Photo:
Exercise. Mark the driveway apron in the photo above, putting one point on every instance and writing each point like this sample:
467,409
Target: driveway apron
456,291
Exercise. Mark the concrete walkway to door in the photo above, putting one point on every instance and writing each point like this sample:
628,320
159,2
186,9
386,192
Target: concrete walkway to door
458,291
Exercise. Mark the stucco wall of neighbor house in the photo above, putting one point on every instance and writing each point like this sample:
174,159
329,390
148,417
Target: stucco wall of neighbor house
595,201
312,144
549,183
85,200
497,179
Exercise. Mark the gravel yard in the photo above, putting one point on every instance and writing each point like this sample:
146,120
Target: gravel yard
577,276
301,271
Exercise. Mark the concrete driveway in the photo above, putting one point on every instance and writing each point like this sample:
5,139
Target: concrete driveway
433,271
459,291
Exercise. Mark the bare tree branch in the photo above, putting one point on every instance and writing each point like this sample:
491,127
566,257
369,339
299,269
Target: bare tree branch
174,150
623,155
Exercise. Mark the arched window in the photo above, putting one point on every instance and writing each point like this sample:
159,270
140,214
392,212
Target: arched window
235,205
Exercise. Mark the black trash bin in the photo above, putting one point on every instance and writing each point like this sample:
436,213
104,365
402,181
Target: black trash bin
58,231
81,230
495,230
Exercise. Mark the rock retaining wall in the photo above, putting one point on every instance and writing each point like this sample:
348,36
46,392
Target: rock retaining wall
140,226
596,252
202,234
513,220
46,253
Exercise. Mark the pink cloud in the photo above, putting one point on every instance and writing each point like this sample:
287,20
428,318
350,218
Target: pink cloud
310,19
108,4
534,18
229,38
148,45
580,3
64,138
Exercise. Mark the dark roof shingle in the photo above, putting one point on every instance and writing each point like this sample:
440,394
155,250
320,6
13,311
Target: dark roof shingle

=====

TASK TO CARRY OUT
Word for word, write out the entire listing once more.

EXERCISE ANSWER
Photo:
Exercise. Mark the driveway apron in the photo above, putting one point on every instance and writing each point like this sample:
467,409
Target: driveway apron
456,291
Exercise. Mark the concrete walkway to door in the photo above, putting one point on every instance and writing each point like this sample:
628,320
159,2
186,9
386,192
Target: concrete walkway to door
458,291
Exercise. Mark the stucco wall of neighbor house in the photo above, putting one point on every instance and writing each point like this sample:
174,159
329,390
148,417
Target: stucco wall of neighbor house
595,201
312,144
549,183
85,200
497,179
Exercise. Mark the gravel yard in the photo above, putting one point on every instance and writing each point like this sample:
146,120
Target: gravel yard
577,276
301,271
Exercise. Mark the concrete driveway in the photo above, putting one point on every instance and writing each point like this sample:
5,139
Target: concrete driveway
433,271
459,291
Exercise. Mark the bare tree branch in the photo above, putting one point on every instance and writing each point like this sample:
491,127
566,257
369,339
299,269
Target: bare tree branch
174,150
623,155
Exercise. Mark the arched window in the photo above, putting one point on every instance and writing each point like this sample:
159,270
140,214
392,212
Target: arched window
235,205
Exercise. Mark the black trash bin in the photo above, putting one point on every instance and writing each point like this sample:
436,213
104,365
402,181
Target: black trash bin
58,231
81,230
495,230
Exercise. Mark the rock retaining wall in the photo above, putting one point on every instance and writing each point like this sample:
348,36
46,392
Target: rock retaining wall
140,226
596,252
202,234
513,220
46,253
Exercise. Mark the pink cloud in the photo above, putting one point on every instance and writing each point like this sample:
287,20
428,318
350,218
Target: pink cloud
310,19
108,4
534,18
229,38
148,45
580,3
64,138
Exercise. Mark the dark roof shingle in the photo above, putting one point on every instance and writing each point like this sample:
440,394
155,250
320,6
13,311
Target: dark roof shingle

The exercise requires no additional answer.